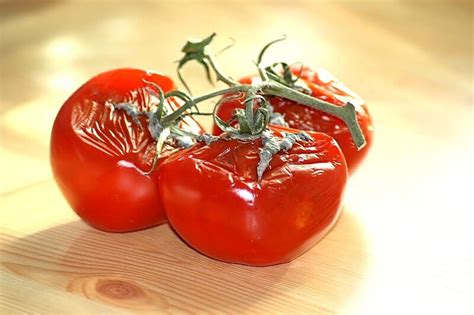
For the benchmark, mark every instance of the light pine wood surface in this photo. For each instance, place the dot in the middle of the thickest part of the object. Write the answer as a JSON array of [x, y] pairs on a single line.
[[404, 244]]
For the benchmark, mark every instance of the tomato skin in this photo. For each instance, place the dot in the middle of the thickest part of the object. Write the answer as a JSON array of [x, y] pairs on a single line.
[[215, 203], [325, 87], [100, 157]]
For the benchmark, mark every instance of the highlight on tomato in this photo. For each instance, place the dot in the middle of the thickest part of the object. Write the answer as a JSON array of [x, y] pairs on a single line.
[[216, 202], [127, 154], [103, 158], [323, 86]]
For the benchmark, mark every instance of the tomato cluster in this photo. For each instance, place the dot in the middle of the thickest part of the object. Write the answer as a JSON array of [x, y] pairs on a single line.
[[105, 161]]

******************************

▶ [WHAT YOU HAVE TO DO]: Copy out every one of the records above word for word, leaving out the pictures.

▶ [WRITTEN ANSWER]:
For the benchmark, mark every instance of the light pine wood surface in this photo. For each instance, place the dot in the middle of the thickest part of the object. Write the answer as a JSON array of [x, y] pairs on a single line.
[[404, 244]]
For the benchmark, mark every instance of the tomato skin in this photo. For each instance, place the dot in the middle of the thickest part of the object. Write the answer as a JSON array of [x, y] pairs on a single line.
[[215, 203], [325, 87], [100, 157]]
For the benchmark, mark every instance of the highlight on tomato in this photo. For each instance, place the dot in the middle of the thickest part of the object. Write the answer as a JSON array of [x, y] pairs on a single line.
[[216, 202], [127, 154], [103, 158], [323, 86]]
For the benchmark, mark every instance of the tomato cluster in this photo. For each instance, place the dot in the middle of the thickest part of the object. Write the answer as a JSON array of [x, y] pairs on a single line.
[[105, 161]]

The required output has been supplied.